Finding pairs of Amicable Numbers, up to 10000

Question

I have this program to find pairs of amicable numbers in C:

#include<stdio.h>

int main()
{
    printf("|---------- PROGRAM FOR AMICABLE NUMBERS.----------|");
    int num1,num2,sum=0;
    for(num1=1; num1<=10000; num1++)
    {
        for(num2=1; num2<=10000; num2++)
            {
                if ((num1==sum_of_divisors(num2)) && (num2==sum_of_divisors(num1)) && num1!=num2)
                {
                    printf("\n%d\t\t%d", num1,num2);
                }
            }
    }
    return 0;
}

int sum_of_divisors(int n)
{
    int sum=0,i;
    for(i=1; i<n; i++)
    {
         if(n%i==0)
         {
              sum=sum+i;
         }         
    }   
    return sum;
}

I'd like to improve the performance - it's taking around 10 minutes to find even the first 4 pairs.

Answer 1

    printf("|---------- PROGRAM FOR AMICABLE NUMBERS.----------|");

This kind of banner message makes it harder to use the output of your program in a pipeline. I'd suggest removing it (the user has chosen to run it; trust them to know what they're doing!).

---

    int num1,num2,sum=0;

What's sum for? It doesn't seem to be used.

---

    for(num1=1; num1<=10000; num1++)

Stored entries
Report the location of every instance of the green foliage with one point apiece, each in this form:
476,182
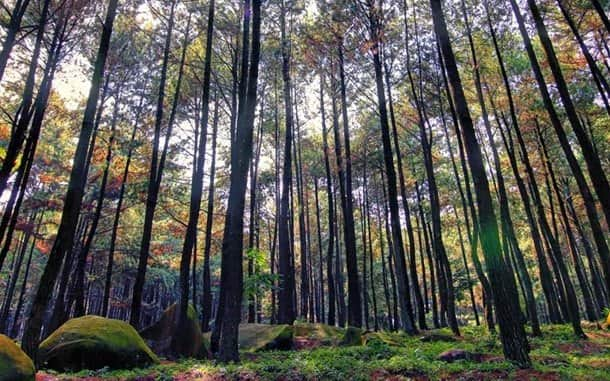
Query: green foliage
15,365
93,342
388,354
260,281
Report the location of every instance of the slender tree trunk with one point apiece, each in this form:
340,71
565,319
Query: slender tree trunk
118,210
179,341
583,187
512,332
231,282
155,173
25,109
406,312
330,201
206,306
354,303
14,25
286,308
590,307
73,199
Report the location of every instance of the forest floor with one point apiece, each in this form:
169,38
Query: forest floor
558,355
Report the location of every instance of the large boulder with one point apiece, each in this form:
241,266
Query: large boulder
259,337
453,355
352,337
167,339
93,342
15,365
322,333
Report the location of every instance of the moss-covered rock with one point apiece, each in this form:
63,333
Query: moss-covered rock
93,342
325,334
15,365
260,337
352,337
161,336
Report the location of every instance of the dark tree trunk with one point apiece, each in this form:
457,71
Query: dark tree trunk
13,27
25,109
286,307
206,304
180,341
406,312
590,307
79,297
117,213
154,177
596,171
512,332
354,303
331,216
231,282
583,187
73,199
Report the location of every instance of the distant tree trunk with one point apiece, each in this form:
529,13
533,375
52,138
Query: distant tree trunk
512,332
118,210
596,171
421,315
73,200
19,255
354,303
404,297
79,297
13,27
602,14
321,311
331,222
598,284
155,174
179,341
253,233
14,331
598,77
583,187
286,307
22,120
590,308
231,282
206,304
366,216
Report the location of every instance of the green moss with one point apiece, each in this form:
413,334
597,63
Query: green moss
390,355
15,365
189,342
326,334
352,336
93,342
256,337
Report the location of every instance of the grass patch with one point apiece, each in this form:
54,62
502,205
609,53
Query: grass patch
387,354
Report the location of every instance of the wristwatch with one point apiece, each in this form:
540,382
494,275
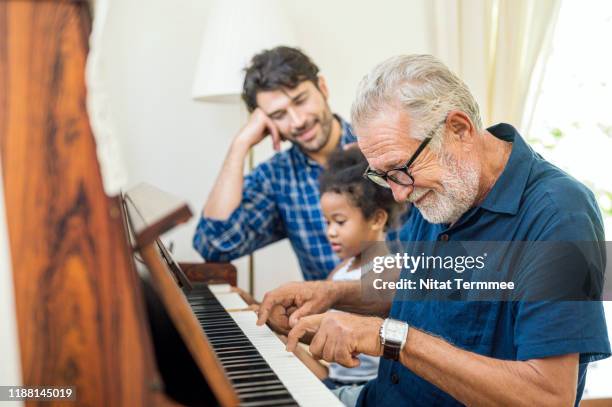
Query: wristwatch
393,335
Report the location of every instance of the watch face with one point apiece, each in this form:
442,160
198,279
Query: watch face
395,331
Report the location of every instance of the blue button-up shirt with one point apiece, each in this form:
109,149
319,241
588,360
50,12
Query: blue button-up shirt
531,201
280,200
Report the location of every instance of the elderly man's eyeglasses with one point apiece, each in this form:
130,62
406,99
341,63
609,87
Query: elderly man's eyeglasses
400,175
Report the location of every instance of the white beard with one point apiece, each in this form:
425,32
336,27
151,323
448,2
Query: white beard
460,190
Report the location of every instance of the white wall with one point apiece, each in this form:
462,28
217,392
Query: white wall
178,144
10,369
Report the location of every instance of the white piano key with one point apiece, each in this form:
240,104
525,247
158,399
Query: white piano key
231,300
220,288
304,386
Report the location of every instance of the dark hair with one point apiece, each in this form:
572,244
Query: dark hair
280,67
344,175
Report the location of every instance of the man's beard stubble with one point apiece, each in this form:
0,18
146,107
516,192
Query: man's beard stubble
325,120
460,190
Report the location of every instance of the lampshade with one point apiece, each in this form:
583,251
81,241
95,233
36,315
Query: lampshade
235,31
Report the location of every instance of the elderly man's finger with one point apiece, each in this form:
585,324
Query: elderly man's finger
317,345
343,357
307,324
265,308
302,311
329,348
350,145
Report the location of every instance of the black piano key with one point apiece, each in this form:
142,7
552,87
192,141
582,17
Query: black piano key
254,381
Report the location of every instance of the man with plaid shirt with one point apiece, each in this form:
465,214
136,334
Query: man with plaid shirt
287,99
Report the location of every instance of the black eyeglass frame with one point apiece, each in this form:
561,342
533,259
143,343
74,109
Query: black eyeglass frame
374,175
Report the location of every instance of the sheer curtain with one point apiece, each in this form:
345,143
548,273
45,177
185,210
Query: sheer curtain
497,46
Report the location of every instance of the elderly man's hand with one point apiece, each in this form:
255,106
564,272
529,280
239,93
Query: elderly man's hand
339,336
297,300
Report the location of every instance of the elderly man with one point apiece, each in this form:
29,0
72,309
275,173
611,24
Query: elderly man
420,130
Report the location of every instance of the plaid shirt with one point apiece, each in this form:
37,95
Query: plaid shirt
280,199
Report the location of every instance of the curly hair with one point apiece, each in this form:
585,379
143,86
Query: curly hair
344,175
277,68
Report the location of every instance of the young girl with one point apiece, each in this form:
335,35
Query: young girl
357,213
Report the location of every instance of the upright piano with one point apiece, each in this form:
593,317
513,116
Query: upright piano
224,357
100,305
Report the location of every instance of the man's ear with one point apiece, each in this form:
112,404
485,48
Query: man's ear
322,85
379,220
462,128
459,123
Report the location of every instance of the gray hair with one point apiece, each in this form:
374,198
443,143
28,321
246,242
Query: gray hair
422,85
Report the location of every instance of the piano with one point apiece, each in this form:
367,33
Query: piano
100,304
240,362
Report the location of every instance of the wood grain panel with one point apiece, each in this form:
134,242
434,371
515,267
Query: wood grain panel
79,308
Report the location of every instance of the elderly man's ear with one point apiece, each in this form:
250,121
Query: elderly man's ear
462,128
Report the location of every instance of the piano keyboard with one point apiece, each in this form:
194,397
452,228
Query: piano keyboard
262,372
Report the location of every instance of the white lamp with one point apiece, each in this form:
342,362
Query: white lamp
235,31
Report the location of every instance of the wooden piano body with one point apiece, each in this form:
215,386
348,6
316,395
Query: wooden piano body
86,317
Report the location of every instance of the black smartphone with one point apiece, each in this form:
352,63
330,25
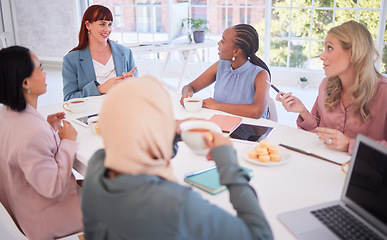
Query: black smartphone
253,133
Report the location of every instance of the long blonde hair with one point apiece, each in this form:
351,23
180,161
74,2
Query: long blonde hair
355,36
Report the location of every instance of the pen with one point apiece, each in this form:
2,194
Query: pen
274,87
307,153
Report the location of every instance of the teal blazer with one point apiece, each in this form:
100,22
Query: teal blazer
79,75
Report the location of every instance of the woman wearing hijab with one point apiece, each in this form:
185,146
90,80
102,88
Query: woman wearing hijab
130,191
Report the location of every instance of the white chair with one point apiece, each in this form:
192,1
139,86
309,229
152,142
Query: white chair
272,114
9,230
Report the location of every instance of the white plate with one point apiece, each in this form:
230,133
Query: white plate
285,157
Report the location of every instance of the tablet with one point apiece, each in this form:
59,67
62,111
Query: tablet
253,133
83,120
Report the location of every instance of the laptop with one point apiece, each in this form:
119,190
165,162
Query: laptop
363,201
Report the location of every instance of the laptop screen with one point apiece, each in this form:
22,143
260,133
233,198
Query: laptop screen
367,186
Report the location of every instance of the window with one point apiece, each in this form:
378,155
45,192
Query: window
291,32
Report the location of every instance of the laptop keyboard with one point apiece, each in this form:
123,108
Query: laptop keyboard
344,224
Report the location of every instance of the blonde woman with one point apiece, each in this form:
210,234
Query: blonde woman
353,97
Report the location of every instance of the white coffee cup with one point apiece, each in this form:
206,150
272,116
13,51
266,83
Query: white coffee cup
193,104
75,105
192,132
93,124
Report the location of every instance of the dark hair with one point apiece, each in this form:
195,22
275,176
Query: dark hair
15,65
246,38
92,14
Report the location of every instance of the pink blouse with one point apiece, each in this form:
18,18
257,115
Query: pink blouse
344,119
37,186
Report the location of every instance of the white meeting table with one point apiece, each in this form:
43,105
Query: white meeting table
300,182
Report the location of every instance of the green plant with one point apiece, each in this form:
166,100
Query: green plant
303,79
198,24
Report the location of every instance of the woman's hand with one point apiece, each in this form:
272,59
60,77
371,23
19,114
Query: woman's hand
214,140
210,103
55,120
104,88
333,138
178,122
67,131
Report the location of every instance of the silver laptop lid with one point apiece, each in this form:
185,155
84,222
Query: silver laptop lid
365,188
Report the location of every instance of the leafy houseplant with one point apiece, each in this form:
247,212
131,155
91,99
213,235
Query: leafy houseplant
303,83
199,27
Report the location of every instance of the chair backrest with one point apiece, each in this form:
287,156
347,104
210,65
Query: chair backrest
8,228
272,114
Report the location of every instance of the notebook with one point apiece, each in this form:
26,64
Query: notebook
226,123
208,180
364,198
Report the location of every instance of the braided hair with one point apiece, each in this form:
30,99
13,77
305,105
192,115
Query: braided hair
246,38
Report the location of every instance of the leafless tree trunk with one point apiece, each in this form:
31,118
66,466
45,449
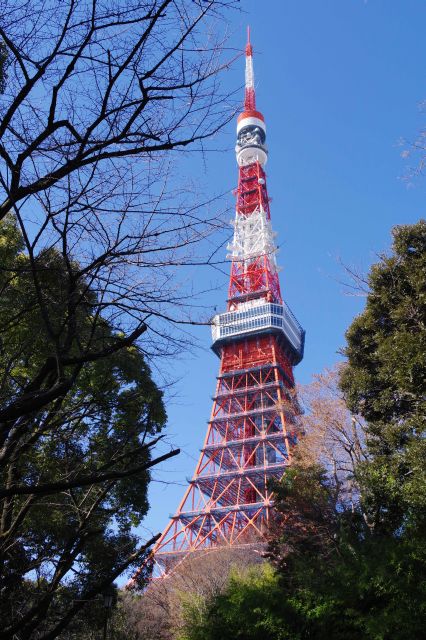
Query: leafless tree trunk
99,98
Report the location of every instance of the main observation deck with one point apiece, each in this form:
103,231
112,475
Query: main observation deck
268,317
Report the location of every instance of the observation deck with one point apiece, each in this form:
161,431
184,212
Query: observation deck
269,317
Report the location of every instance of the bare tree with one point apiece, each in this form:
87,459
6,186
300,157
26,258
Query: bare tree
333,437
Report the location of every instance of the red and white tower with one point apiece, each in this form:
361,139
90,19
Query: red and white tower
253,423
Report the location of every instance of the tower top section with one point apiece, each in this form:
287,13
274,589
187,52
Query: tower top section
251,128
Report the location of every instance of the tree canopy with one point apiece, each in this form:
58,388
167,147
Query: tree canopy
74,470
347,548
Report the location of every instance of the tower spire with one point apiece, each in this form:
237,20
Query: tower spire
250,95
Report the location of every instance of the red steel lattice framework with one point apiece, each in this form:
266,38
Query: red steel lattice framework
253,424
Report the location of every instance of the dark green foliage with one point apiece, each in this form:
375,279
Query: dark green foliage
74,470
385,381
252,607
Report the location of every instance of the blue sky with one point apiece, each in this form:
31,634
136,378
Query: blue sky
339,83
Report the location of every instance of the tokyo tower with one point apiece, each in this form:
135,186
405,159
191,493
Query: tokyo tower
253,424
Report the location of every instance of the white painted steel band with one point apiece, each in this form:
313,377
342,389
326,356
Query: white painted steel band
250,121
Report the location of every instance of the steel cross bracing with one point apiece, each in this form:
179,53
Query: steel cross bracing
253,425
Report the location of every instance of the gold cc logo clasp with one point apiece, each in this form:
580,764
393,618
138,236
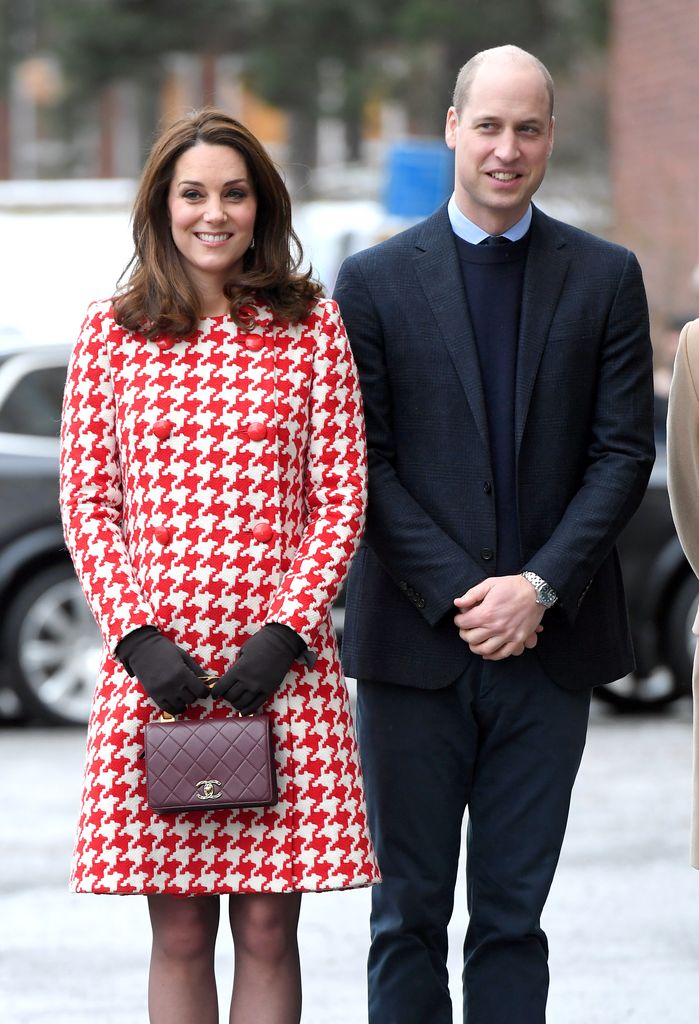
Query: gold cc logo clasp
209,790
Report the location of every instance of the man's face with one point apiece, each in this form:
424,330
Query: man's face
501,140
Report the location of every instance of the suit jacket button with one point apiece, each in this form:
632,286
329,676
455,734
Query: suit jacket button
262,531
257,431
162,429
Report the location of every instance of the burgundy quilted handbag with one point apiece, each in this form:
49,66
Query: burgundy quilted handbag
210,763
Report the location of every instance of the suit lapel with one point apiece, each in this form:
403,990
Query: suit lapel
440,275
548,261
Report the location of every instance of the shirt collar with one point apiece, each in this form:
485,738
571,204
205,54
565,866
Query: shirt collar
466,228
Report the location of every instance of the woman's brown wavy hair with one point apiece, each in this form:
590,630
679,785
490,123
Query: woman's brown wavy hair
158,298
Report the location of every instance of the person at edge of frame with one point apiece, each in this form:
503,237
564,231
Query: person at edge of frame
505,363
683,486
213,492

* [Challenge]: Write out the section of the amicable numbers thread from "This kind of" up to and including "to be used.", word for word. None of the material is needed here.

* [Output for this exercise]:
This kind of banner message makes it harder to use the output of your program in a pipeline. I'd suggest removing it (the user has chosen to run it; trust them to know what they're doing!).

---

    int num1,num2,sum=0;

What's sum for? It doesn't seem to be used.